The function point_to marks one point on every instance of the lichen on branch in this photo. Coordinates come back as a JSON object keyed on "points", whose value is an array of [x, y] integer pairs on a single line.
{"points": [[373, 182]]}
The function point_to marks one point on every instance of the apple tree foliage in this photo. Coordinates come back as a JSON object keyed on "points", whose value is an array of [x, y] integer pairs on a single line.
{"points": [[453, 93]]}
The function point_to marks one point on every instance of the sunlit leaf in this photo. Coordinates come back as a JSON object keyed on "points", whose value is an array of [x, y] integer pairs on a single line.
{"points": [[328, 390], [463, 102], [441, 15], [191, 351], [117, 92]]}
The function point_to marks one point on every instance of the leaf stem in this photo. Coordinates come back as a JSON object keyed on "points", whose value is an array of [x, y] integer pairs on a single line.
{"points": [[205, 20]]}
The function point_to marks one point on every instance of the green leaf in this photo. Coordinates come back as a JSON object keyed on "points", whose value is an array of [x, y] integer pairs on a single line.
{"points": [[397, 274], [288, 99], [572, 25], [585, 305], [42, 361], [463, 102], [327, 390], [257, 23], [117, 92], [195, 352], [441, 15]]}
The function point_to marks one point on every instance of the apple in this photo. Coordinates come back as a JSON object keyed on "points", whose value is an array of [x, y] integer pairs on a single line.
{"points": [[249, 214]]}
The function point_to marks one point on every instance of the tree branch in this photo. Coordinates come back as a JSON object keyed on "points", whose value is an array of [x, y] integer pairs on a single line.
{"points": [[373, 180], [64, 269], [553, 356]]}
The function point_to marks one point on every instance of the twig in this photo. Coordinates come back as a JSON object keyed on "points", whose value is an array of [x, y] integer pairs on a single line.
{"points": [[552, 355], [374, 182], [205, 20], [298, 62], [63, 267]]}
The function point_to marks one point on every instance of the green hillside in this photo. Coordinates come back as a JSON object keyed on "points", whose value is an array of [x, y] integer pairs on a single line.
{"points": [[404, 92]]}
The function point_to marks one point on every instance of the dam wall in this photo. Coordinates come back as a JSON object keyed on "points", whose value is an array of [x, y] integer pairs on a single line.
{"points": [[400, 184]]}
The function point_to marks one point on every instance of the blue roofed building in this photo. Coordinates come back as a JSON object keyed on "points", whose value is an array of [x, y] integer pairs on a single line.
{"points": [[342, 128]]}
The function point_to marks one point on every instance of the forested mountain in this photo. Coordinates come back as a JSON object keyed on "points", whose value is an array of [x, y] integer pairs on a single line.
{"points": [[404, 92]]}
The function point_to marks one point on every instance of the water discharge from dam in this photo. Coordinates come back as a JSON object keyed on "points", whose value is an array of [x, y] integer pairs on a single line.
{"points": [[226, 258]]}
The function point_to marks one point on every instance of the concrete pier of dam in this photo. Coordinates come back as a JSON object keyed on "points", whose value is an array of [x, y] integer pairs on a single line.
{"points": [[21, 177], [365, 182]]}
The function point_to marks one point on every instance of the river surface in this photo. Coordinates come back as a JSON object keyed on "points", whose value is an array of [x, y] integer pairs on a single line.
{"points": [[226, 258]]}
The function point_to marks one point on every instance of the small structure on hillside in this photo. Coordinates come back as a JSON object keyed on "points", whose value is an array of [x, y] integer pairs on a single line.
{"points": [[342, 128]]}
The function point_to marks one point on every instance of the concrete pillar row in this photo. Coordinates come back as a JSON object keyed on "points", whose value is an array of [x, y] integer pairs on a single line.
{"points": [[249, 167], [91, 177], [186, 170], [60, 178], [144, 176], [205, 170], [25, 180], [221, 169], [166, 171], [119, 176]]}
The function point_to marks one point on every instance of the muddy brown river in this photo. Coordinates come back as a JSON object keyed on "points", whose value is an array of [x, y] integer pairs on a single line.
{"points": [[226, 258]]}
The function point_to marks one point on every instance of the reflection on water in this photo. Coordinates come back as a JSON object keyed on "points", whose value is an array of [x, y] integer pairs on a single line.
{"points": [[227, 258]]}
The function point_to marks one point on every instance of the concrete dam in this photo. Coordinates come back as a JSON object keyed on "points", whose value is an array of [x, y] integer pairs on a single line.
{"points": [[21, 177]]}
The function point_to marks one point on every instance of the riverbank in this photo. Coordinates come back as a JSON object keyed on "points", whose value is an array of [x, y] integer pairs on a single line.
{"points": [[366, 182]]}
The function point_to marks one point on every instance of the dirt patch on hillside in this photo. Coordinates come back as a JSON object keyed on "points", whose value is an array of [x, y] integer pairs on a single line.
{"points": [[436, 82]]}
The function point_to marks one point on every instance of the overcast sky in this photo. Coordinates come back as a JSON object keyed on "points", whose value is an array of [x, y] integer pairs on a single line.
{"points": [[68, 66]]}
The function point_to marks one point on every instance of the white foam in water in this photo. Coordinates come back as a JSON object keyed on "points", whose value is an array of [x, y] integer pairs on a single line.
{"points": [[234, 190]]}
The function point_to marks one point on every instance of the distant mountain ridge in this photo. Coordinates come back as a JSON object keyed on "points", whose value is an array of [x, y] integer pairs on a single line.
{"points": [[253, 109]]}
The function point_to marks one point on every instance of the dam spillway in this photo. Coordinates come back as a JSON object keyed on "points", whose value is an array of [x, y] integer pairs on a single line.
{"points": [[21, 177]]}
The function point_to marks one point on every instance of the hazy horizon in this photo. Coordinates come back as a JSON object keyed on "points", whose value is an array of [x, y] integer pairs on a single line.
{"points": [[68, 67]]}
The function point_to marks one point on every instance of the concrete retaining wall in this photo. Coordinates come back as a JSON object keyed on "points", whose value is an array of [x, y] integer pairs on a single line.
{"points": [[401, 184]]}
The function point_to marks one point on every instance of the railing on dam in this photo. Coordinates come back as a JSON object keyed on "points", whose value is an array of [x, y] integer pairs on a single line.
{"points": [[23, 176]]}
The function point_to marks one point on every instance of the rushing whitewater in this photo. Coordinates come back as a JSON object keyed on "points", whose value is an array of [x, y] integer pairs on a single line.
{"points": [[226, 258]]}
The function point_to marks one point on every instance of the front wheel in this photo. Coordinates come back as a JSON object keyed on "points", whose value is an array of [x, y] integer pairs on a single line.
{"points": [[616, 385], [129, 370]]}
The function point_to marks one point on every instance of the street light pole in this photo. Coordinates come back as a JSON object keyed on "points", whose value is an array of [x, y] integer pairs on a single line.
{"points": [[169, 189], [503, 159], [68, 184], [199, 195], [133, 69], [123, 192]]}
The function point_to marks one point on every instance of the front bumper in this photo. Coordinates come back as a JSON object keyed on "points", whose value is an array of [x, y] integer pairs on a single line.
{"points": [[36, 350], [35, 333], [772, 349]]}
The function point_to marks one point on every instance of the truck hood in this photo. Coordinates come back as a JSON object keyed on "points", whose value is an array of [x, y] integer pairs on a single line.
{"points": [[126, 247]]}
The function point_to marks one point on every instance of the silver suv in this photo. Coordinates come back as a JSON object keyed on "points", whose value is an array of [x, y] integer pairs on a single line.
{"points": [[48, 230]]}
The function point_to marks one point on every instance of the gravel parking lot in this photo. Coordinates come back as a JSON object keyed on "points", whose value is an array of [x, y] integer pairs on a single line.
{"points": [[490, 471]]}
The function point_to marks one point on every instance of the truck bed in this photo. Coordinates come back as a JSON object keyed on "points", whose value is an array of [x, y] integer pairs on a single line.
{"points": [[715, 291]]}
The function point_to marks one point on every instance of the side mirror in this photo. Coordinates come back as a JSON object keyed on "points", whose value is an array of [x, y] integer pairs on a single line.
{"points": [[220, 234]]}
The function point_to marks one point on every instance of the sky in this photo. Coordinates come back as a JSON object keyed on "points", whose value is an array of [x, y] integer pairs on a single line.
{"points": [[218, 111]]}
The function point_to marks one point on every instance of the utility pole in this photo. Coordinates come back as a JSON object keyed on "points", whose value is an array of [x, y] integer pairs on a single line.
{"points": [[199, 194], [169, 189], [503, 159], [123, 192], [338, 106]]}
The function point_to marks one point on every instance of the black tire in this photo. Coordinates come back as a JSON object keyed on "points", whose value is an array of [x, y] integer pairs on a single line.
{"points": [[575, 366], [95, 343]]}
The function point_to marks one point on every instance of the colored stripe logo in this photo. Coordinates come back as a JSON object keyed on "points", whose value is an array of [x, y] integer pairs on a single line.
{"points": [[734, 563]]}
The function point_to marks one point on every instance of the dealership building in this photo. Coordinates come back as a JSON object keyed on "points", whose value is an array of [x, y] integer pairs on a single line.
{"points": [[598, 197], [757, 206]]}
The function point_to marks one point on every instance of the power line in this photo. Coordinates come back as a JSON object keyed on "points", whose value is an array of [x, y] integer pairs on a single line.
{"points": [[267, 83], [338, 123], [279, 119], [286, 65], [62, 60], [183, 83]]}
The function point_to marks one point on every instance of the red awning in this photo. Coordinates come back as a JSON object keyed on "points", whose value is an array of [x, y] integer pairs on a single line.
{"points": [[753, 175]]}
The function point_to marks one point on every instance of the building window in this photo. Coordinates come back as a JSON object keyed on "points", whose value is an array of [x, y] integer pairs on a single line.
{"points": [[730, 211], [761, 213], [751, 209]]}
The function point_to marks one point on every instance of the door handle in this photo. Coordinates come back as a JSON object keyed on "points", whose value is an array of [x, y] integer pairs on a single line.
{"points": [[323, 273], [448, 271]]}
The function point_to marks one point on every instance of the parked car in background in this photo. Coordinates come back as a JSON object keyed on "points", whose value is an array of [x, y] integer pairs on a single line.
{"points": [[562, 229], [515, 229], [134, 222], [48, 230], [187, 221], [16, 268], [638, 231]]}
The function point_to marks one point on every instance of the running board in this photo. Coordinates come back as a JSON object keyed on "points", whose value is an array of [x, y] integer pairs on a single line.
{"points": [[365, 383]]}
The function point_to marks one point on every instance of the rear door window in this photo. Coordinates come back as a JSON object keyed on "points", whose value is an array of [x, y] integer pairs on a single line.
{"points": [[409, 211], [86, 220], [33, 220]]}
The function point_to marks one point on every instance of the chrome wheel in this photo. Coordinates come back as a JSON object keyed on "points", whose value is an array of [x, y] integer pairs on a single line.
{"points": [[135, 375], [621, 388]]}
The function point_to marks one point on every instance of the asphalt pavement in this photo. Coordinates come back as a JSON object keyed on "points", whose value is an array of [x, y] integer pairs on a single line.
════════
**What needs to be done**
Only the lines from the one with "of the rear" through the end of the material are wanted; copy them exactly, both ends included.

**Solution below**
The function point_to marks one point on every instance of the rear door window in this photo. Coordinates come back as a JSON object keyed on "points", whose value is an array of [x, y] integer pairs on a single line.
{"points": [[409, 211], [86, 220], [33, 220]]}
The function point_to marks one point on every instance of the chrome wheel in this photo. Coordinates come back as a JSON object keyed on "points", whose value is an array of [x, y] integer pairs on a single line.
{"points": [[135, 375], [621, 388]]}
The function point_to marks one point on every instance of the asphalt pavement in this photo. Coordinates come back as a JSON object keyed on "points", whose value is an array of [x, y] integer pairs on a single line.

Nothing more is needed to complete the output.